-- START Source --
North American investments in the RAN continue their decline, and the “RAN dive in North America is not over,” Dell’Oro Group said. Following a “remarkable” 40%-50% increase between 2017 and 2021, global RAN revenues witnessed a second consecutive quarter of steep declines in 3Q, "primarily driven by reduced RAN investments in North America,” Dell’Oro said.
Stefan Pongratz, vice president-RAN market research, said declines here have been offset in other regions. “Helping to explain the more upbeat sentiment outside North America is the 5G ramp in India, taken together with positive trends in the Middle East and Africa region,” he said. Mobile broadband investments “remain fairly elevated relative to pre-5G levels in most of the advanced 5G markets even in the post-peak period, with the exception of North America,” he said.
-- END Source --
-- START Data records --
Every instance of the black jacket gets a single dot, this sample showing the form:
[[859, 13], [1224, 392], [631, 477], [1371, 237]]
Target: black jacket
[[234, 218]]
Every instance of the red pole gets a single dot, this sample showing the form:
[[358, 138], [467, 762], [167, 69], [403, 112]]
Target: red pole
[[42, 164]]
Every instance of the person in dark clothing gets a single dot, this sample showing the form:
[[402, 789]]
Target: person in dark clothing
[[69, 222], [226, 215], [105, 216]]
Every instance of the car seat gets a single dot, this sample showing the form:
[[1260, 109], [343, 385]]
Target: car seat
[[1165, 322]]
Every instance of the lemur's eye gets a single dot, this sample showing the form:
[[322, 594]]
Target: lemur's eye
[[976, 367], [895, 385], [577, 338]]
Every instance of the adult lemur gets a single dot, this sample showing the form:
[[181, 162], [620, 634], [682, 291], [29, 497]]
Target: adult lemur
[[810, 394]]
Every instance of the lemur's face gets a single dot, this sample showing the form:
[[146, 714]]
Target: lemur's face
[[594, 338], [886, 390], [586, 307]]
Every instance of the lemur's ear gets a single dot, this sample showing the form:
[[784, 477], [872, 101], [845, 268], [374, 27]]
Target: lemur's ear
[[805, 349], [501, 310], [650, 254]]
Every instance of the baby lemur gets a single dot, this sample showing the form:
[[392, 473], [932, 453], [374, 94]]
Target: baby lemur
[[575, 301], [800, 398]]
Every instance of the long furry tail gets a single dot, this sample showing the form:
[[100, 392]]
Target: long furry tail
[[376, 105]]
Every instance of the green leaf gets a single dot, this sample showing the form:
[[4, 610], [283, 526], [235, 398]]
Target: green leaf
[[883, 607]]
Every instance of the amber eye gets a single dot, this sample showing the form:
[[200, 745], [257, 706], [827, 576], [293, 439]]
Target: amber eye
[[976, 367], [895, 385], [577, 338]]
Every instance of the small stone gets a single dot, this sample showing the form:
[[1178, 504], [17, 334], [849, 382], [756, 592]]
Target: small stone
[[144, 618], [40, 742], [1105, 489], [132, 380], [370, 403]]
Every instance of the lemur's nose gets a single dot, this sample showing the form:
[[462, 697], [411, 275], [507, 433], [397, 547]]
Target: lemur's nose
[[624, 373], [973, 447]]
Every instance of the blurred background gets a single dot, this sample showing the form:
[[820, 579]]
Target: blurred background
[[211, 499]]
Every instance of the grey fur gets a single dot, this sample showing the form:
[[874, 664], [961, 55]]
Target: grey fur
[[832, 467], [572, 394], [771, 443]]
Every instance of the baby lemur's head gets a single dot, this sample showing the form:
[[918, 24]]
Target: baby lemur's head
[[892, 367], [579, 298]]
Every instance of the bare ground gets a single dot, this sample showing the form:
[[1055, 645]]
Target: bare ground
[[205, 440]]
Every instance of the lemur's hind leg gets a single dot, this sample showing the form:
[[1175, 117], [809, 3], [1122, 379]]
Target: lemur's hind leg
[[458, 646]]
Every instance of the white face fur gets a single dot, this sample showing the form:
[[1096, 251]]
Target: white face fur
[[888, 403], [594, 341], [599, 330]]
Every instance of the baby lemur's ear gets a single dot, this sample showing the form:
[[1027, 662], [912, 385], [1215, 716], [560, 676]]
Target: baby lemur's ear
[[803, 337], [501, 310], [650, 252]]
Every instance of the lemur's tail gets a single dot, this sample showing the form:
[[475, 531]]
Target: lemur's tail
-- END Data records --
> [Your tasks]:
A: Copy the records word for word, from the line containing "Every instance of the lemur's hind" through the end of the records.
B: Continue the text on radio access network investment trends, starting after its last sentence.
The records are unrelated to the text on radio access network spending.

> [Outputs by task]:
A:
Every instance of the lemur's hind leg gets a single dot, this sample showing the form:
[[1175, 117], [809, 3], [1122, 379]]
Target: lemur's hind leg
[[458, 646]]
Every instance of the white face fur gets a single dot, this sample showing the form:
[[1096, 251]]
Target: white face fur
[[888, 403], [594, 341], [599, 330]]
Every instance of the baby lemur's ear gets a single dot, this sample showing the form:
[[1027, 662], [912, 385], [1215, 716], [560, 676]]
Target: baby lemur's ear
[[803, 337], [501, 310], [650, 252]]
Every instance of the lemur's tail gets a single dot, this sample showing the form:
[[475, 531]]
Target: lemur's tail

B:
Top RAN suppliers in the quarter included Huawei, Ericsson, Nokia, ZTE and Samsung. Ericsson and Nokia “are gaining revenue share outside of North America,” Dell’Oro found: “Worldwide RAN revenues excluding North America recorded a third consecutive quarter of growth,” but the market, “having peaked in 2021, is on track to decline in 2023 and 2024. While the pace of the decline is expected to moderate in 2024, conditions will remain challenging as the pendulum swings towards the negative in India.”